» Data shown:

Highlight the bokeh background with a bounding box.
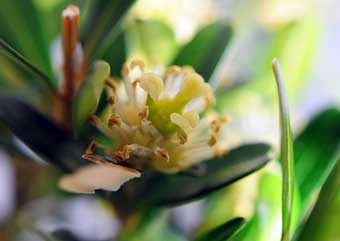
[0,0,340,241]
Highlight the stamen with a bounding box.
[107,95,117,106]
[108,114,122,128]
[155,147,170,162]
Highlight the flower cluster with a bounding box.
[61,61,227,192]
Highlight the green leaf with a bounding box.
[0,0,52,76]
[273,59,294,241]
[107,143,271,210]
[194,218,246,241]
[296,152,340,241]
[80,0,135,59]
[0,38,53,92]
[72,61,110,131]
[125,20,177,65]
[231,172,282,241]
[0,95,84,171]
[173,21,232,81]
[294,109,340,216]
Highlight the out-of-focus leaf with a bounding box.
[194,218,246,241]
[296,153,340,241]
[294,109,340,218]
[273,59,294,241]
[117,208,186,241]
[0,95,82,171]
[103,32,127,77]
[0,39,53,92]
[173,22,232,81]
[81,0,135,59]
[102,143,271,209]
[72,61,110,131]
[0,0,52,77]
[126,20,177,65]
[231,173,281,241]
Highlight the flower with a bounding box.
[61,60,228,192]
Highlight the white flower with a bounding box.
[61,61,227,192]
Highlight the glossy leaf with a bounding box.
[296,152,340,241]
[273,59,294,241]
[194,218,246,241]
[173,22,232,81]
[106,143,271,210]
[72,61,110,131]
[125,20,177,65]
[0,0,51,75]
[294,109,340,215]
[0,95,82,171]
[81,0,135,59]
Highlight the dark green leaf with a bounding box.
[273,59,294,241]
[173,22,232,81]
[72,61,110,131]
[296,155,340,241]
[195,218,246,241]
[0,96,82,171]
[81,0,135,59]
[109,144,271,209]
[294,106,340,214]
[0,0,51,75]
[125,20,177,65]
[0,39,53,92]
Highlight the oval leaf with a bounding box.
[72,61,110,131]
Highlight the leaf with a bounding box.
[81,0,135,59]
[194,218,246,241]
[107,143,271,210]
[273,59,294,241]
[0,95,82,171]
[294,109,340,216]
[173,21,232,81]
[125,20,177,65]
[296,154,340,241]
[0,39,53,92]
[0,0,52,76]
[72,61,110,131]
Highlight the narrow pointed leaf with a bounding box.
[194,218,246,241]
[294,108,340,219]
[72,61,110,130]
[0,95,82,171]
[100,143,271,209]
[81,0,135,59]
[273,59,294,241]
[0,38,53,91]
[173,22,232,81]
[0,0,52,75]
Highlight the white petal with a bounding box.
[59,164,141,193]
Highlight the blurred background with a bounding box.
[0,0,340,241]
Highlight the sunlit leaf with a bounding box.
[173,22,232,81]
[194,218,246,241]
[81,0,135,59]
[273,59,294,241]
[125,20,177,65]
[294,109,340,218]
[72,61,110,130]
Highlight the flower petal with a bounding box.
[59,163,141,193]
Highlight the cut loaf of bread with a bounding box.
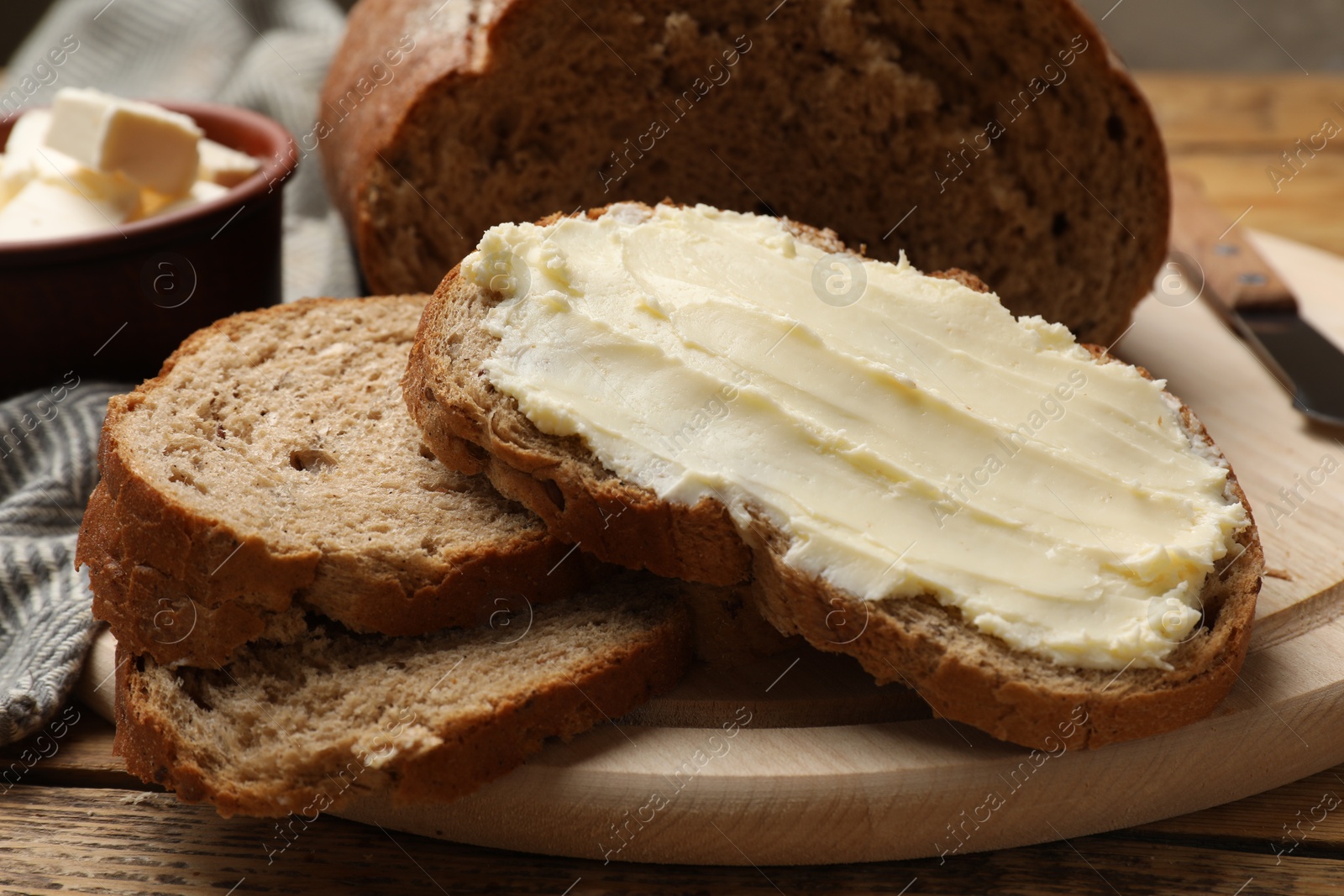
[114,574,690,822]
[76,296,585,666]
[403,202,1263,748]
[314,0,1168,345]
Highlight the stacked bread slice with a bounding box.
[76,296,694,815]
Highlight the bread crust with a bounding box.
[76,296,587,666]
[113,583,692,820]
[320,0,1169,343]
[403,202,1263,750]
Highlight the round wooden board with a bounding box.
[82,235,1344,865]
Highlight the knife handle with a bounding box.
[1171,172,1297,313]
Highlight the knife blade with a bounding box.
[1171,173,1344,426]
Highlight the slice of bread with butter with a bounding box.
[403,203,1263,747]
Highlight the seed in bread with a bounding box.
[406,204,1259,744]
[76,296,583,666]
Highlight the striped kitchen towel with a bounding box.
[0,376,123,743]
[0,0,361,744]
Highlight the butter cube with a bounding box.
[47,87,202,196]
[197,137,260,186]
[0,109,51,204]
[32,146,139,217]
[139,180,228,217]
[0,179,139,242]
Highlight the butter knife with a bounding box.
[1171,173,1344,426]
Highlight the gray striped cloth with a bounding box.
[0,0,360,744]
[0,381,121,743]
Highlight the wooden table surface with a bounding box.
[0,74,1344,896]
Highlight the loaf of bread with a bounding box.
[76,296,585,668]
[405,204,1263,747]
[114,575,690,822]
[319,0,1168,345]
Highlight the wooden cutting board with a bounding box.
[83,233,1344,865]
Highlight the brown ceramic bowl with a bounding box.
[0,102,297,395]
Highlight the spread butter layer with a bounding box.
[462,206,1247,669]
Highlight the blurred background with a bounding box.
[8,0,1344,71]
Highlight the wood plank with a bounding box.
[1134,71,1344,156]
[0,704,148,798]
[1136,72,1344,255]
[0,786,1340,896]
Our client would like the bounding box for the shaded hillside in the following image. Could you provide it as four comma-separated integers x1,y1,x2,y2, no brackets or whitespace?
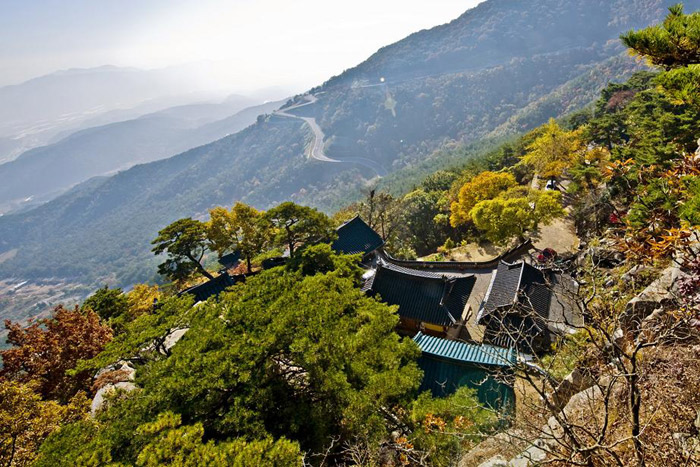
0,0,700,292
0,101,279,213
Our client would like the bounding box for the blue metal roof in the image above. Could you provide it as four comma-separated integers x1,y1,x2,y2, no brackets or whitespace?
413,332,516,367
332,216,384,255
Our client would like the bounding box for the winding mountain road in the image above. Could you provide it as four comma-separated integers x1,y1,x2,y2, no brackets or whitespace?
274,94,387,177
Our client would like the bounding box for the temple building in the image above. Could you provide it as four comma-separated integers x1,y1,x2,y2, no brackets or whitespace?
477,261,583,353
364,260,476,338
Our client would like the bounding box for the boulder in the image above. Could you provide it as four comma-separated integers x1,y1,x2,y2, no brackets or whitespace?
90,381,136,417
622,266,685,331
552,368,595,409
163,328,190,353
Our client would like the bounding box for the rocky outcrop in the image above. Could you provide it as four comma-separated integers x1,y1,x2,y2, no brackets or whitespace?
90,361,136,417
90,381,136,417
621,266,685,331
551,368,595,409
163,328,190,355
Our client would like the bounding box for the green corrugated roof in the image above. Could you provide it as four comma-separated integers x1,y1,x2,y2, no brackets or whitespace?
413,332,516,367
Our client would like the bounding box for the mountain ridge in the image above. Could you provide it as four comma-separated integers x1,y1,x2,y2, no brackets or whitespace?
0,0,700,314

» Written task:
Copy out the lines of the listing above, starting at the line that contains "Highlight the leaf with a bounding box." and ending at the line that contains "[0,0,52,75]", keeping both ends and every character unchanged.

» Full answer:
Highlight the leaf with a bounding box.
[81,0,135,59]
[194,218,246,241]
[107,143,271,210]
[273,59,294,241]
[0,95,82,171]
[294,109,340,216]
[173,21,232,81]
[125,20,177,65]
[296,154,340,241]
[0,39,53,92]
[0,0,52,76]
[72,61,110,131]
Highlight the narrow pointed leaf with a bounding box.
[194,218,246,241]
[294,108,340,219]
[72,61,110,130]
[0,95,82,171]
[100,143,271,209]
[81,0,135,59]
[273,59,294,241]
[0,38,53,91]
[173,22,232,81]
[0,0,52,75]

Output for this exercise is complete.